In the graduation party advice below, find the sentence containing "let people do whatever they want" and list each thing it names that guests can do.

> **SELECTED PASSAGE**
--------
Best of luck to you and your husband starting a practice!!
In Health,
W.
Congrats to both of you! :) Well, I think something key is to make sure that you and maybe a few of your close family member s serve as host/hostesses together. Since there will be people from out of town who don't know those who know each other who are local, it's really important to have people mingling and introducing others, do you know what I mean? You want to be realxed and enjoying the party with your husband, so that's why I say enlist someone else, maybe a few people, you know, who are outgoing and good conversationalists amd get them to interact with the guests and introduce people to make them feel more comfortable. Really if these are all adults, they should be fine introducing themselves and making conversation with anybody, but sometimes that's hard. The slide show sounds nice, but I wonder if you could discuss it first with your husband. If he doesn't want to be the center of attention, a slide show doesn't take that wish into account at all. Of course, the party is for him and his achievement and thus he WILL be the center of attention, but I think you may want to rethink the slide show, unless he agrees to it. I like the idea, but I'm thinking about what your husband said, you know? You could have people write in a guest book-type thing and there they could leave well wishes and congratulations, or maybe you could have nice little pieces of paper on which people could do this and then you could compile them and use them in your memory/scrapbook. I agree that you could ask someone in the family to give a little speech and it's very nice for you to give a speech, acknowledging his advanced degree and thanking all of the guests for coming. Really, I think you don't have to have a big production, you'll have food (that's key, it keeps people busy) and you've got to have some music and then just let people do whatever they want: dance, mingle, relax. It's a celebration and it should be a time for you and your husband to enjoy being around your friends and family to celebrate HIM! No one is coming for the entertainment, they are coming to share in the pride and joy you feel! Try to keep that in mind. Everyone there loves you guys and wants the party to be fun, so it will be! I know it's tempting to plan things to do and all of that, and that can be very nice, too, but I hope you don't get stuck in the "what to do" and then can't enjoy the party as much. Good luck; I know it will be a wonderful time!
Does your husband know that there is out of town family coming to his graduation? If he does, then you should definitely confirm the idea of a slide show only make the show more of a family slideshow. For my dad's 75th birthday (didn't want to be center of attention either) we did a slideshow, but was more family inclusive than exclusive photos of him. Everyone enjoyed it and dad loved seeing family photos he hadn't seen in 30+ years. If you haven't discussed any of your planning ideas with your husband, than you are running the risk of not complying with his request to not be the center of attention. I agree that this is a very big accomplishment, especially while raising a family, but you need to do one of two things; Talk to your husband and help him work out his feelings about not wanting to be center of attention for such a momentous event or keep it a simple dinner and let the purpose of the celebration be known by the decor and no activities that will make your husband uneasy. Personally, I would talk to my husband, actually I did he didn't used to like birthday parties for himself because he didn't like the attention. Since this talk we have celebrated 16 birthdays for him, he's ok with celebrations now. Congratulations to you and your husband that is a wonderful accomplish ment. All the best to your family and his future career.
All of the ideas you mentioned sound fine. For my relatives and friends who have received doctorates, parties at homes and restaurants have been thrown.
Congratulations to your husband, you and your children for making it!
--------
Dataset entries
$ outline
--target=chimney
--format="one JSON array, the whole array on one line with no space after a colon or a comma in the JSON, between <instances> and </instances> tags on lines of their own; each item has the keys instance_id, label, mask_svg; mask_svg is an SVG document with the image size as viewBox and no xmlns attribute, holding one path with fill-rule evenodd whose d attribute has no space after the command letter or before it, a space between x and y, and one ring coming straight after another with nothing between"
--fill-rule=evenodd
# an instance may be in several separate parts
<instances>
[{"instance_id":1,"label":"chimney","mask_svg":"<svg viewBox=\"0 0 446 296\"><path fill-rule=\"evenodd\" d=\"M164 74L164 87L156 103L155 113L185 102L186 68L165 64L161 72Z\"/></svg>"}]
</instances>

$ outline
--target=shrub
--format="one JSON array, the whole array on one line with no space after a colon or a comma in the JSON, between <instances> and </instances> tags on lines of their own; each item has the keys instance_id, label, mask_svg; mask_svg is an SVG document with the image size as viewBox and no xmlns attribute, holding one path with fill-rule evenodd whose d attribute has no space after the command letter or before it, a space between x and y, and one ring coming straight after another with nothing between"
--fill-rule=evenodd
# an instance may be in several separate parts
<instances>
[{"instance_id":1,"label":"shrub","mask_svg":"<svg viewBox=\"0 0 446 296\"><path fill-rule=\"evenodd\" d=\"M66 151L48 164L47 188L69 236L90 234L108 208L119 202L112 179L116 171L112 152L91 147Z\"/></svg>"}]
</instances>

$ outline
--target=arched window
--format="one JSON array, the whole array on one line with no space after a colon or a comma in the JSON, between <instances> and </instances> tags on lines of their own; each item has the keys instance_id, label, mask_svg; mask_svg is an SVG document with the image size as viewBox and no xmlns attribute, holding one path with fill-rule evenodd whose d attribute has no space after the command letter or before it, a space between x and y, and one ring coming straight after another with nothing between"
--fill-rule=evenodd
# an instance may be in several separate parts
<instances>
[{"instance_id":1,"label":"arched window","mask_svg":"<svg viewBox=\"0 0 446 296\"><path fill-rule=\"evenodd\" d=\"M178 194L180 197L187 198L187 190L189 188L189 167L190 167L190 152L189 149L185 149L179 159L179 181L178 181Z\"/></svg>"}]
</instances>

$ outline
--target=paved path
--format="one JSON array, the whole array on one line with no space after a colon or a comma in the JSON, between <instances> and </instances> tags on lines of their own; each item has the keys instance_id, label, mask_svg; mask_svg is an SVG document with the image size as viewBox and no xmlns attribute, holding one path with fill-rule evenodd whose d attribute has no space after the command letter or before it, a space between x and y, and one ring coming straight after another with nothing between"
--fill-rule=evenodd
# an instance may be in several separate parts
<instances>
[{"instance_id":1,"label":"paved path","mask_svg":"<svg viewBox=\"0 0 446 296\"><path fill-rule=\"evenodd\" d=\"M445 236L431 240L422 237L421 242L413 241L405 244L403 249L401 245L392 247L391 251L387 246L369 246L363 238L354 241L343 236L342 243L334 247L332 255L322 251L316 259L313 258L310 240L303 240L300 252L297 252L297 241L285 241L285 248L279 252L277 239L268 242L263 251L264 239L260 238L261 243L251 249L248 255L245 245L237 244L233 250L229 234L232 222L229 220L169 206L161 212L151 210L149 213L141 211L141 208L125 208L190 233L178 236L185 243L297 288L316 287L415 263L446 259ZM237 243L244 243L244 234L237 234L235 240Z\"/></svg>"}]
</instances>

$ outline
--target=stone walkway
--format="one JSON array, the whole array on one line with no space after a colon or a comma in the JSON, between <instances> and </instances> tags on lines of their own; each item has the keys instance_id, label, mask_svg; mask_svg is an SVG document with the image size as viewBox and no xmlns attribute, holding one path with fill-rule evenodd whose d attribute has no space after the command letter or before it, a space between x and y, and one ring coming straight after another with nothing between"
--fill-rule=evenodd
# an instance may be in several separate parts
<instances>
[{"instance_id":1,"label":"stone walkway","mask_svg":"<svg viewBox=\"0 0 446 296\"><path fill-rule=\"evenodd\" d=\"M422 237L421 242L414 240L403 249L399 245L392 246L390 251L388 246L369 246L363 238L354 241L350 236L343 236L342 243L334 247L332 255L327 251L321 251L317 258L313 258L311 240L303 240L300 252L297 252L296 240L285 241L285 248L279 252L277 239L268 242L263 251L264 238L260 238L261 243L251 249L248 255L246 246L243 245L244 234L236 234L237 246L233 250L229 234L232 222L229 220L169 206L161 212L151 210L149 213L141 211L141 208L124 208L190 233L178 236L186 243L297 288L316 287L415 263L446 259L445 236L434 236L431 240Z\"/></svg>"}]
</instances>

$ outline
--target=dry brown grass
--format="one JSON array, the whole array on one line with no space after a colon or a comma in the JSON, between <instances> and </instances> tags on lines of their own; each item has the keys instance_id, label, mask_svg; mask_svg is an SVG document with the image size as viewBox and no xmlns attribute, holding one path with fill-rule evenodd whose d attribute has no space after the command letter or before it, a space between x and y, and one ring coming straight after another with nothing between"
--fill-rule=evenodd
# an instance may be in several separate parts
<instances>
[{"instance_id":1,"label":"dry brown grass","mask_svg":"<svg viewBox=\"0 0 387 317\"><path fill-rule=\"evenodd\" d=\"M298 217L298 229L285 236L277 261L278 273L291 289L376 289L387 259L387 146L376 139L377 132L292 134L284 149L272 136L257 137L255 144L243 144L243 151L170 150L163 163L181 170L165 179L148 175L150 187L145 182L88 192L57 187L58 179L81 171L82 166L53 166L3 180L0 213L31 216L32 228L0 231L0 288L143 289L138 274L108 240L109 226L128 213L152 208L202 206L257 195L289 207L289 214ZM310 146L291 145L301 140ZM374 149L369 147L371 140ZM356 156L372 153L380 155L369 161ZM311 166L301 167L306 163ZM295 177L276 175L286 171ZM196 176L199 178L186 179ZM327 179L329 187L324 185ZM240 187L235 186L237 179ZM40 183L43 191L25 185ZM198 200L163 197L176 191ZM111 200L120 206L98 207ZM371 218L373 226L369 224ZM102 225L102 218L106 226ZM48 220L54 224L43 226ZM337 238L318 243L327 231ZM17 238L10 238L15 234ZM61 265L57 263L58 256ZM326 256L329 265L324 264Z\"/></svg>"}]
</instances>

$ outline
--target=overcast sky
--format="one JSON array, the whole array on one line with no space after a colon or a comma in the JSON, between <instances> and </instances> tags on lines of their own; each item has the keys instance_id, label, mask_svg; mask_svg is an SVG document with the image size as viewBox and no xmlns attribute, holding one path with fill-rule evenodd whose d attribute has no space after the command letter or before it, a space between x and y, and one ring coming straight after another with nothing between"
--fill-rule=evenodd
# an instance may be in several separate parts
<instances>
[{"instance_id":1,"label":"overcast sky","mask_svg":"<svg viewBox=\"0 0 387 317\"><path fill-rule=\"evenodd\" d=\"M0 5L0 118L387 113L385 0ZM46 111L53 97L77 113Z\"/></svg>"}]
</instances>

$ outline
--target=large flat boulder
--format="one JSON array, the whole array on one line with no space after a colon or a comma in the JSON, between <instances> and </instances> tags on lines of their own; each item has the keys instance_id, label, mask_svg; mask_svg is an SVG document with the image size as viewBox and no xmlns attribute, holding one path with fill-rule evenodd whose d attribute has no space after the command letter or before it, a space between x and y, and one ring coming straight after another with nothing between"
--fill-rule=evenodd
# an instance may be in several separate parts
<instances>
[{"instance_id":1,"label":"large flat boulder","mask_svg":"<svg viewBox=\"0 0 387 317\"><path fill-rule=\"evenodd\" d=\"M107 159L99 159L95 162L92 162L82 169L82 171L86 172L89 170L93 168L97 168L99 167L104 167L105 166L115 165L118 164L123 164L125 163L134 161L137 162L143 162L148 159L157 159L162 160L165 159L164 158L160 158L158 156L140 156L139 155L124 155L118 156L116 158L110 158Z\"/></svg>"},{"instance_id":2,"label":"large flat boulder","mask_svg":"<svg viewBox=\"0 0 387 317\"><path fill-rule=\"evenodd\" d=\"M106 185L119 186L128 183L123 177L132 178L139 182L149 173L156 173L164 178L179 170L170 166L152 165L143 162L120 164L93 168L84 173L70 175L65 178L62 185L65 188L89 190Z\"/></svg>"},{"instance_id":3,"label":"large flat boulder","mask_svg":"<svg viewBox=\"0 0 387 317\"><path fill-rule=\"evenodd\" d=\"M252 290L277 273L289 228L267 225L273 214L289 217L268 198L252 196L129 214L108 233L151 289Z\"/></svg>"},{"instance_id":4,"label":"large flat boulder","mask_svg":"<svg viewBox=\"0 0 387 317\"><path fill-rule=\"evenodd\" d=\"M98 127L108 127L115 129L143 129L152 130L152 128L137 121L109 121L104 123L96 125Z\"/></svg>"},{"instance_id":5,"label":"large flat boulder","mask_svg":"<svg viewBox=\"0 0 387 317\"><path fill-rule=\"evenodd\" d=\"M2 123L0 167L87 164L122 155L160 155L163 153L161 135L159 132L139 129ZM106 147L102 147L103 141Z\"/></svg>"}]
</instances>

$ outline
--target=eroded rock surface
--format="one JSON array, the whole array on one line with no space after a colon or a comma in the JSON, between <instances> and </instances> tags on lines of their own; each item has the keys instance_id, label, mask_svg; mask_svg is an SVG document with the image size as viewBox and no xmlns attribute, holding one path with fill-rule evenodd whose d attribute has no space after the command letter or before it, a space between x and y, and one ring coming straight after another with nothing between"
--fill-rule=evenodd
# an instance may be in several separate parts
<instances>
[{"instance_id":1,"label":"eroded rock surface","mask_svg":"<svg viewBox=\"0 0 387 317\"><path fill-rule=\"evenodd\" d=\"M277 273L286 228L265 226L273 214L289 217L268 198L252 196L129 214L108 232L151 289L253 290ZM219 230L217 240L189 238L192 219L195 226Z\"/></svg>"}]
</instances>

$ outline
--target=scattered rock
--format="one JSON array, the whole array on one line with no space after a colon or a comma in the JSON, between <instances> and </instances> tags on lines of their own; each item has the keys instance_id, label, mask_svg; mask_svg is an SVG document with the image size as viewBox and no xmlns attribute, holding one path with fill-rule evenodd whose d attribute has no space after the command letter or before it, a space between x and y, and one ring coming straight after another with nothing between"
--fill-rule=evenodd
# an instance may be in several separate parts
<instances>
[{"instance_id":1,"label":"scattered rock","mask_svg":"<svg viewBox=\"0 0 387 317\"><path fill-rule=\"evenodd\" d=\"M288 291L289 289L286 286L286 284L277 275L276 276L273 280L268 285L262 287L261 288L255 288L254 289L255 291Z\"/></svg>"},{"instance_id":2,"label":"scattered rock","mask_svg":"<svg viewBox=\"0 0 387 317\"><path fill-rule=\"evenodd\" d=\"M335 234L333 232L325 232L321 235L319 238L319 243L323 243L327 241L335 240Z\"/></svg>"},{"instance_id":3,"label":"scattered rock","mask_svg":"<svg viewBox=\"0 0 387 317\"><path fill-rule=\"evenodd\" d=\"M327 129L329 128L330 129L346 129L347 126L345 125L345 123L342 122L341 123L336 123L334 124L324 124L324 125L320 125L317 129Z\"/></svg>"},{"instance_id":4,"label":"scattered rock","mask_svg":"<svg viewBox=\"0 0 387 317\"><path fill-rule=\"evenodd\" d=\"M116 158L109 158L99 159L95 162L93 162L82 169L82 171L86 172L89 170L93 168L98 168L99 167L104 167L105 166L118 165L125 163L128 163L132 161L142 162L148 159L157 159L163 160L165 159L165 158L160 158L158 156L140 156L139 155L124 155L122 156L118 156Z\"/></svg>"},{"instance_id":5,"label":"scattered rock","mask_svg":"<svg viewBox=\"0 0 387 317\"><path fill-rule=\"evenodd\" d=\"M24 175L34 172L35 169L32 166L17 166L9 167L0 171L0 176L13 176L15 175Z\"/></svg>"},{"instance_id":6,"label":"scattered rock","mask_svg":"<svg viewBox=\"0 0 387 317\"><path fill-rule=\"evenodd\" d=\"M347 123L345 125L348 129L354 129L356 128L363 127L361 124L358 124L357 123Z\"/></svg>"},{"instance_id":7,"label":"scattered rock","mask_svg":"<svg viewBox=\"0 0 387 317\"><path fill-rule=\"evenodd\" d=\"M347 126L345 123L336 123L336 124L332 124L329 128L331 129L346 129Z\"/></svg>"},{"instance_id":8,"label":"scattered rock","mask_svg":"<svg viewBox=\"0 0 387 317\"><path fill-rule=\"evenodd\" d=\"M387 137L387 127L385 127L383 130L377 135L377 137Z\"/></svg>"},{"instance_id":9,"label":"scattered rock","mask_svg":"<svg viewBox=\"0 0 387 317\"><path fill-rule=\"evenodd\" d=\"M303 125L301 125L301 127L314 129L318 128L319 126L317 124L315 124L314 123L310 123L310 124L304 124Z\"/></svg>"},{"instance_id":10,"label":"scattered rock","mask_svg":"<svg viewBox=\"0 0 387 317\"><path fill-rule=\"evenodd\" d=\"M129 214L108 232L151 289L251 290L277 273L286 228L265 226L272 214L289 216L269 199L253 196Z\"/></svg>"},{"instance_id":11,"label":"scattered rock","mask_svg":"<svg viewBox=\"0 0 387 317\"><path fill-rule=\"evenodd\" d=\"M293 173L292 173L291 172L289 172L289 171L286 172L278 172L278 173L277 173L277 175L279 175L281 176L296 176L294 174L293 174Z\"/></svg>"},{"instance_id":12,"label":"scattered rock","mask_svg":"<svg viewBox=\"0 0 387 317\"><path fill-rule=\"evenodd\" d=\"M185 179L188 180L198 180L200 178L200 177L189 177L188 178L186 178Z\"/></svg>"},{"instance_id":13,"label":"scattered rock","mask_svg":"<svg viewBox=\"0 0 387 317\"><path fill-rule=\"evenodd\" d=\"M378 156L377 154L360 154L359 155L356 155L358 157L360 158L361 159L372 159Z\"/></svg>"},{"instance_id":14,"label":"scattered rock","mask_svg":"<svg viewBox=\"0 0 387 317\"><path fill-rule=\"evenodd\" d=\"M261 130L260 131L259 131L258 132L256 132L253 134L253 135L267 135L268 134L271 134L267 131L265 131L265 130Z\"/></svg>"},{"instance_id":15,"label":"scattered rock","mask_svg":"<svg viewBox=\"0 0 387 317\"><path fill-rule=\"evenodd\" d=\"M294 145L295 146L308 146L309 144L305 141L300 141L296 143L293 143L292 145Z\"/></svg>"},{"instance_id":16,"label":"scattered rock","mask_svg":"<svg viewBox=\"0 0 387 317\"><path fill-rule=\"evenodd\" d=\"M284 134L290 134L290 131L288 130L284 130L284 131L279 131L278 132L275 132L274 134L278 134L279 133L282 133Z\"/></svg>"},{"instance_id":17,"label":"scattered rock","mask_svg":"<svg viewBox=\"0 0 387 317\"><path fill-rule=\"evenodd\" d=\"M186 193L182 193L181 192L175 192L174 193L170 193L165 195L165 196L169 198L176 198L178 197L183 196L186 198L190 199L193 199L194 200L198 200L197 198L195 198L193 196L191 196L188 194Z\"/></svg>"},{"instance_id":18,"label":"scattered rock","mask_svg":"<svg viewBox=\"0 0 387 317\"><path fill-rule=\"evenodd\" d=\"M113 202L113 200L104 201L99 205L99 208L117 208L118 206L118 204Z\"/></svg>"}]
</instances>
--------
> **SOLUTION FOR THIS PROBLEM**
Dance, mingle, relax